Le projet de loi C-11 modifiant la Loi sur la radiodiffusion a été déposé en Chambre le 2 février par le ministre du Patrimoine canadien, Pablo Rodriguez. Décrit comme une «très grande avancée» par certains acteurs du monde culturel, car il fait une place aux communautés linguistiques minoritaires, le projet de loi est décrié par d’autres puisqu’il délaisserait les radios communautaires.
En vertu d’une promesse électorale des libéraux, le ministre du Patrimoine canadien avait 100 jours pour déposer son projet de loi sur la radiodiffusion à la Chambre des Communes, un délai qu’il a respecté le 2 février.
C-11 reprend le flambeau de son prédécesseur, le projet de loi C-10, porté lors de la dernière législature par l’ancien ministre du Patrimoine canadien, Steven Guilbeault. Le projet est mort au feuilleton à la dissolution du Parlement l’été dernier après avoir suscité de vives critiques quant à la protection des contenus francophones.
De manière générale, le projet de loi C-11 a pour objectif de faire contribuer les plateformes comme Netflix, YouTube ou Spotify à la création de contenu canadien. Ce serait au Conseil de la radiodiffusion et des télécommunications canadiennes (CRTC) de veiller à négocier avec chaque plateforme le montant de leur contribution, selon le modèle d’affaires.
La grande nouveauté du projet de loi est qu’il se destine exclusivement aux plateformes et aux entreprises en lignes, et non aux utilisateurs.
Les CLOSM «nommées et visées spécifiquement»
Dans la forme actuelle de C-11, l’obligation pour les plateformes de diffuser du contenu musical et cinématographique créé et produit par des francophones en situation minoritaire dépendra beaucoup des négociations menées individuellement.

*Extrait de données*
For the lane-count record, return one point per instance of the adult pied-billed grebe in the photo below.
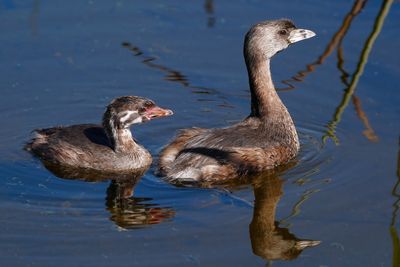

*Problème posé*
D'après la source, quel organisme serait chargé de négocier avec chaque plateforme le montant de sa contribution ? Répondez en quelques mots, s'il vous plaît.

*Résultat obtenu*
Le Conseil de la radiodiffusion et des télécommunications canadiennes (CRTC).